Request A: In the article about Central Baptist Theological Seminary, how many students did the school have when Molly T. Marshall became president?
Request B: From the article about Central Baptist Theological Seminary, reproduce word for word the stretch from "No wonder. The" through "only 78 students.".

Extracted text:
◆ ◆ ◆ ◆

When Molly T. Marshall became president of Central Baptist Theological Seminary here in 2004, this was the inside joke among board members: “We flipped her the keys to the Titanic.”

No wonder. The American (not Southern) Baptist school, then at 31st and Minnesota in Kansas City, Kansas, was broke, physically falling apart and down to only 78 students.

Marshall, now starting her final academic year before retiring, recalls: “What we faced at the old campus was $17-18 million of deferred maintenance. We faced armed robberies on campus. We faced a dwindling student population with about seven students to one faculty member. That was not sustainable. Our endowment had been basically bled out and it was underwater. If we stay, we probably die. If we move, we have a shot at continuing our mission.”

For starters, the school released four of its 12 full-time faculty members and cut half (eight) of the rest of its staff. It also declared “financial exigency,” a euphemistic term for bankruptcy. Then it began to imagine a new future.

“It was very difficult to think about leaving KCK,” Marshall says. “And I knew that we would get criticism for leaving the urban area. But it was absolutely necessary.”

So in 2006 the campus moved to 6601 Monticello Road in western Shawnee, Kansas, and — with financial help from a family foundation and a going-out-of-business St. Louis church — essentially started over.

“I didn’t really begin to breathe for another year,” Marshall says. “Then we began to gather some momentum in terms of financial support.”

◆ ◆ ◆ ◆

Data entries:

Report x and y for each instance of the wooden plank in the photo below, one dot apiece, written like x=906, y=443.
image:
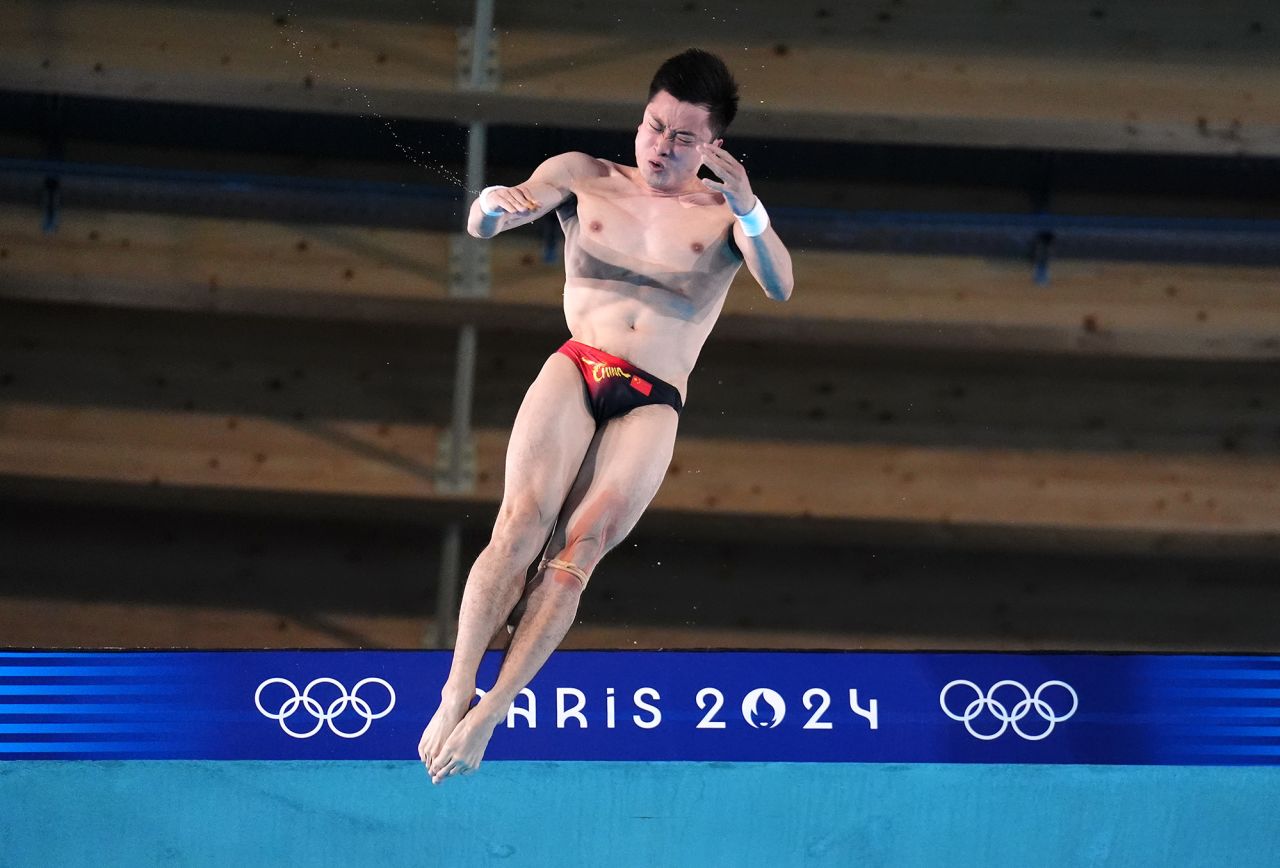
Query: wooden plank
x=1192, y=497
x=741, y=389
x=1091, y=309
x=1170, y=77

◆ ◆ ◆ ◆

Exercise solution A: 78 students.

Exercise solution B:
No wonder. The American (not Southern) Baptist school, then at 31st and Minnesota in Kansas City, Kansas, was broke, physically falling apart and down to only 78 students.